> BRIEF
Each line from the one containing "Could you please point out the burnt" to the end of the data must be copied exactly, the first and last included; no other lines and no pictures belong in the copy.

━━━━━━━━━━━━━━━━

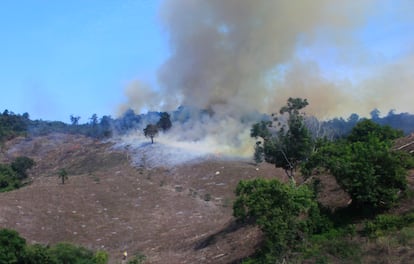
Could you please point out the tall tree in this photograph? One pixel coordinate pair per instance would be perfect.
(165, 122)
(63, 175)
(151, 131)
(21, 164)
(291, 143)
(284, 213)
(74, 120)
(365, 165)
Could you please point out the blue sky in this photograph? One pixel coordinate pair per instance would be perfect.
(59, 58)
(75, 57)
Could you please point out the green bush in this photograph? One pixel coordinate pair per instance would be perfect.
(11, 246)
(68, 253)
(385, 223)
(20, 165)
(282, 211)
(8, 178)
(38, 254)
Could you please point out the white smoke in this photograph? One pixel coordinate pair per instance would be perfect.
(235, 57)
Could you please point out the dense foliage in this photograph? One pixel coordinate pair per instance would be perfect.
(286, 214)
(365, 165)
(290, 144)
(12, 175)
(14, 250)
(12, 125)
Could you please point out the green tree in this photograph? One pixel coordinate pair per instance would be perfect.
(151, 131)
(94, 120)
(282, 211)
(67, 253)
(101, 257)
(38, 254)
(74, 120)
(165, 122)
(291, 144)
(63, 175)
(365, 166)
(366, 129)
(11, 246)
(20, 165)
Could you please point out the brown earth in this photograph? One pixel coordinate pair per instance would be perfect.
(180, 214)
(171, 215)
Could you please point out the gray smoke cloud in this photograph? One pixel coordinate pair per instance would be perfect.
(234, 57)
(224, 52)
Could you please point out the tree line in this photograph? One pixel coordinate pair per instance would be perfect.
(363, 162)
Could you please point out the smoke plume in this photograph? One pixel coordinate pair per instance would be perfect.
(235, 57)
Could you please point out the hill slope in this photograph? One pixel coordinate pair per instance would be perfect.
(180, 214)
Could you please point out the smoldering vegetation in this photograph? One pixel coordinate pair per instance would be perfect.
(195, 135)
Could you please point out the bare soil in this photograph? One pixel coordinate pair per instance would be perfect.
(180, 214)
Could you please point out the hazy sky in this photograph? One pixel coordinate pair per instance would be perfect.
(81, 57)
(59, 58)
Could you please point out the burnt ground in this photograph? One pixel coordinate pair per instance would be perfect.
(180, 214)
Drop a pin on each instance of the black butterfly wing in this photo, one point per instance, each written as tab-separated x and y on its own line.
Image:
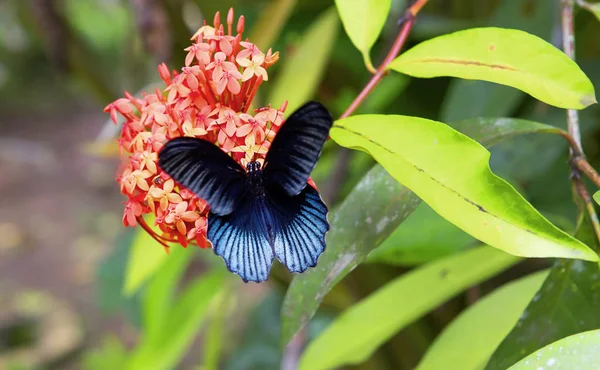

━━━━━━━━━━━━━━━━

> RESULT OF THE TASK
Could you please point out the burnt ground in this photograph? One pixel coordinate pair per instance would be perfect.
(180, 214)
Drop a pin on each instance of the black butterfly wing in this photo, one point per instance, each written as tab-separated x and y on its own line.
Image:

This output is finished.